[Stored items]
★ ★ ★ ★ ★ ★ ★

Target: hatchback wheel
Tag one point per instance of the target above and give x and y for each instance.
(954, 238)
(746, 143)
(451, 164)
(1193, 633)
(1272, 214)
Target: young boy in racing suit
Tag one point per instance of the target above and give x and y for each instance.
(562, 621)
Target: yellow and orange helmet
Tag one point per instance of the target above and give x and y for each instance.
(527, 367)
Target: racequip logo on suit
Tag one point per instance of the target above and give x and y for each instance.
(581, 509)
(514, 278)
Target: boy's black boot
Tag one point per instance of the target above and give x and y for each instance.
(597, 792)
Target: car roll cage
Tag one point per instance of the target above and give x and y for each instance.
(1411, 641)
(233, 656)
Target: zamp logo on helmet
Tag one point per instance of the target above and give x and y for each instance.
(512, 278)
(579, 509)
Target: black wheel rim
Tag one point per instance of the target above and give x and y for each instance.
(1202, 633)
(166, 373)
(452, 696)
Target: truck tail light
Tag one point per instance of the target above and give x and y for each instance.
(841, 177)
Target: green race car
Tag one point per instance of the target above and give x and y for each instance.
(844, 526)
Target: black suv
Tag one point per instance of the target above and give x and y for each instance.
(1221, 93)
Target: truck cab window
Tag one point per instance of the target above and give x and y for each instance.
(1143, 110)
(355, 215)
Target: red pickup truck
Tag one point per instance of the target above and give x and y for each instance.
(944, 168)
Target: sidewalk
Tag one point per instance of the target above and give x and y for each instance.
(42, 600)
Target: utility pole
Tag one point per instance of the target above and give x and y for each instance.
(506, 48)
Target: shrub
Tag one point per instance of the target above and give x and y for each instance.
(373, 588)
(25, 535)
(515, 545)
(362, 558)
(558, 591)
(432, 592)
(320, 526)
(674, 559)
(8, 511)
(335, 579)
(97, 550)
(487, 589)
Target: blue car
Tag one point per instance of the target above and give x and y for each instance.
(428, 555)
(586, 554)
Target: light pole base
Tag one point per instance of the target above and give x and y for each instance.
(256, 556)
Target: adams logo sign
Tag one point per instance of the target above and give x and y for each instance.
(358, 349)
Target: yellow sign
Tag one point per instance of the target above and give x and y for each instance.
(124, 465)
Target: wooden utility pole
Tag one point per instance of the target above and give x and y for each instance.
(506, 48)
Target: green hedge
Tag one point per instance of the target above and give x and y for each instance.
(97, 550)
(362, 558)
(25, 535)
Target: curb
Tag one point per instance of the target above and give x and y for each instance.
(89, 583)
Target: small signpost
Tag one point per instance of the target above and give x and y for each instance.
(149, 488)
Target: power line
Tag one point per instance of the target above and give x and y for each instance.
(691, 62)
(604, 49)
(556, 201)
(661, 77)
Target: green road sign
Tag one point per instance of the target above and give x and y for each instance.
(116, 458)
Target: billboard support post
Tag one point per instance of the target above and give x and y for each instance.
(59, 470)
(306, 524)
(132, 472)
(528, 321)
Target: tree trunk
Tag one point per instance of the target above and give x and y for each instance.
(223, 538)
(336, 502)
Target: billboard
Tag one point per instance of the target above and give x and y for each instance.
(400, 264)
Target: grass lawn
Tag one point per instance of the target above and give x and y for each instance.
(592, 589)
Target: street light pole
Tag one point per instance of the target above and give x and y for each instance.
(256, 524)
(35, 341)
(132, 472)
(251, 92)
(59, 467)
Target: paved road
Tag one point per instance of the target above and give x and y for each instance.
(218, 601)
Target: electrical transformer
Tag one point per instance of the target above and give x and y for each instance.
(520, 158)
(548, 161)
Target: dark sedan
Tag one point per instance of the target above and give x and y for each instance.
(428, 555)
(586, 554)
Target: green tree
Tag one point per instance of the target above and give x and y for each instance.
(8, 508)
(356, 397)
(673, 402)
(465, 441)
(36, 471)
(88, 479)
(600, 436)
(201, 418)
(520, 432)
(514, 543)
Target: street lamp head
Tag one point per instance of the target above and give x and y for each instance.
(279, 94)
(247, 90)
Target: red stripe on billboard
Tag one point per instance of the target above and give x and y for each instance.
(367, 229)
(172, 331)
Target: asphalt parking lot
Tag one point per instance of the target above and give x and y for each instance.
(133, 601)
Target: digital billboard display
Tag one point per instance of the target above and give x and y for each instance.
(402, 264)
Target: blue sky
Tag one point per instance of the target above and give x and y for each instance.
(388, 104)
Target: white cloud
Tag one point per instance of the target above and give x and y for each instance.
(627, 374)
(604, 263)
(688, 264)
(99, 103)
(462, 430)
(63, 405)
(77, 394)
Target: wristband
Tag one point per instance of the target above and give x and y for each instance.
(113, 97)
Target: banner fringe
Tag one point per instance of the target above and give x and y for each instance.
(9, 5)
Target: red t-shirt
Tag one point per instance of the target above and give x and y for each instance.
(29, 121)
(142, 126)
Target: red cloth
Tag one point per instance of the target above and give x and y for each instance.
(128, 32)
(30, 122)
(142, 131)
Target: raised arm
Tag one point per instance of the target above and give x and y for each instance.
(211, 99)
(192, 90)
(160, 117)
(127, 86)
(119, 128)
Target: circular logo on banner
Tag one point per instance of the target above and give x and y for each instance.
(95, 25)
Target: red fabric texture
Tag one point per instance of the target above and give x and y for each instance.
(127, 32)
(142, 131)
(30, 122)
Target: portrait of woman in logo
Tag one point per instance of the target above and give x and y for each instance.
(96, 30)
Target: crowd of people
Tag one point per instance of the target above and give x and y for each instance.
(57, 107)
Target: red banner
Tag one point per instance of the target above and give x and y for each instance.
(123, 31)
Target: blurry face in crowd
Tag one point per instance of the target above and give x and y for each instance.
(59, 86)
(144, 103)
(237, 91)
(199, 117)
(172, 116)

★ ★ ★ ★ ★ ★ ★

_DESCRIPTION OF THE TASK_
Reproduce all of the material above, substituting "report x and y" for every occurrence of "give x and y" and leaving everything else unchanged.

_WRITTEN ANSWER_
Target: hatchback wheel
Tag one point per instance of the target above and report x and y for each instance.
(954, 238)
(746, 143)
(451, 164)
(1193, 633)
(1272, 214)
Target: young boy in racing suit
Tag one point per instance of the target above and report x and y for each instance.
(562, 621)
Target: yellow and orange helmet
Tag one point per instance of the target above and report x and y for each instance.
(527, 367)
Target: racequip logo on suit
Tag one point per instance of the target above and report x and y for each instance.
(581, 509)
(514, 278)
Target: boy's black boot
Tag one point per instance of the target above and report x and y for each instance.
(597, 792)
Target: car roll cage
Tag one point per instance of the target above and report x and y for each instance.
(1411, 641)
(233, 656)
Target: zamp logo on helmet
Tag one point per instance of the target above and report x and y for each instance.
(512, 278)
(579, 509)
Target: black wheel rim
Tag one point per instance of the target above and report x and y for each instance.
(1202, 633)
(166, 373)
(452, 696)
Target: truck tail light
Tag one point per instance of the target above and report x and y for each instance.
(841, 177)
Target: green race car
Tag one point per instance of the target above and report x and y for each instance.
(844, 526)
Target: black suv
Tag one point per instance of the target above and report x and y for each instance.
(1221, 93)
Target: truck cab window
Tag one point per instance of the target above and report x and y for each instance.
(1143, 110)
(355, 215)
Target: red pickup truck
Tag one point per instance of the target above and report x and y for each instance.
(944, 168)
Target: sidewalk
Tag one point per instance of the target above and report x and y for each instance.
(42, 600)
Target: utility pole
Tag one point per instance of the target above and report x and y for each instance.
(506, 48)
Target: shrub
Tag one point per instance of the target above and report x and y for each instance.
(373, 588)
(25, 535)
(515, 545)
(362, 558)
(558, 591)
(432, 592)
(320, 526)
(674, 559)
(8, 511)
(335, 579)
(97, 550)
(487, 589)
Target: blue car
Tag one point per instance of the target above and report x and y for each instance.
(428, 555)
(586, 554)
Target: light pole base
Tag one point per instance of the target above and report x and y for each instance.
(256, 556)
Target: adams logo sign
Tag one point per instance of the target above and report x and y for each instance.
(358, 349)
Target: yellow sign
Tag one point per instance of the target above and report x and y for each instance.
(124, 465)
Target: wooden utility pole
Tag one point per instance of the target above and report x and y for each instance.
(506, 48)
Target: green hedge
Tag one point per instance of the target above and report x and y for each instance.
(97, 550)
(362, 558)
(25, 535)
Target: curb
Tag one point per instance of the target above and report x and y for each instance.
(89, 583)
Target: small signpost
Tag one point per instance of the target above and report x and y for each instance.
(149, 488)
Target: power line
Tag one point per instance of the target above and report x and y for each instance.
(691, 62)
(604, 49)
(556, 201)
(661, 77)
Target: green road sign
Tag one point per instance of the target above and report x and y for each instance.
(116, 458)
Target: billboard support post
Tag one point per instance of the target above and report x and y for each instance.
(59, 470)
(306, 524)
(132, 472)
(528, 321)
Target: tree trunk
Tag one point per instance of the target above and report x and y for each instance.
(223, 538)
(336, 502)
Target: billboard
Tag one point per instance of the target above and report x and y for each instance.
(400, 264)
Target: grass lawn
Tag one point per instance of the target above and report x and y for each instance.
(592, 589)
Target: street light pole
Tag one point per instance of the target above and report x and y for each instance.
(256, 524)
(35, 341)
(132, 472)
(251, 92)
(59, 467)
Target: paved road
Tag one point per instance of the target above and report x and y for each instance.
(218, 601)
Target: electrical transformer
Tag one point per instance of the target above and report x and y for each instance.
(520, 158)
(548, 161)
Target: dark sedan
Tag one point per instance of the target above and report x and y for each instance.
(428, 555)
(586, 554)
Target: green tree
Tag one point per instance of the target above and report x and y for each instance.
(8, 508)
(356, 397)
(673, 402)
(465, 441)
(36, 471)
(88, 479)
(600, 436)
(201, 418)
(520, 432)
(514, 543)
Target: street lamp head
Tag one point per instance of the target above and report x and y for each instance.
(279, 94)
(247, 90)
Target: red stripe on billboard
Tag one point per instance of the target above and report x and y for each instance.
(367, 229)
(172, 331)
Target: asphalt parking lot
Tag one point per instance of the target above and report x and y for each instance.
(133, 601)
Target: digital billboard display
Tag one point per instance of the target above and report x and y for each instance.
(402, 264)
Target: blue sky
Tag one point per instance of the target above and report x and y for each instance.
(388, 104)
Target: white cloud
Tag one point per instance of the target above and report x and y for each instance.
(627, 374)
(604, 263)
(688, 264)
(99, 103)
(462, 430)
(63, 405)
(77, 394)
Target: wristband
Tag one point per instance of the target above and report x and y for each instance.
(113, 97)
Target: banner fringe
Tag one point per instance of the target above and report x and y for each instance.
(9, 5)
Target: red t-shirt
Tag one point per instance of the target above and report x and y for each instance.
(29, 121)
(142, 126)
Target: red cloth
Tag one point per instance of the target above and report x and y for each instance.
(128, 32)
(30, 122)
(142, 131)
Target: raised arm
Tag one point per instance of the target above and report x and y for each instance.
(211, 99)
(192, 90)
(160, 117)
(127, 86)
(119, 128)
Target: circular logo on banner
Tag one point per instance of the target above and report x and y for each instance.
(95, 25)
Target: red fabric texture
Tag one point per instance of the target above and report x and y for each instance.
(127, 32)
(142, 131)
(30, 122)
Target: portrait of woman in logo
Tag one point per instance of the target above and report x and y for each instance.
(96, 30)
Target: crowd of people
Tag one point per instance of the target above and report x and y for each instance.
(57, 107)
Target: red banner
Tag one point per instance of the target above and report x and y for each instance.
(123, 31)
Target: blurry face in crowd
Tag one point per instance of the target above and report x and y for each instance.
(59, 86)
(144, 103)
(237, 91)
(199, 117)
(172, 116)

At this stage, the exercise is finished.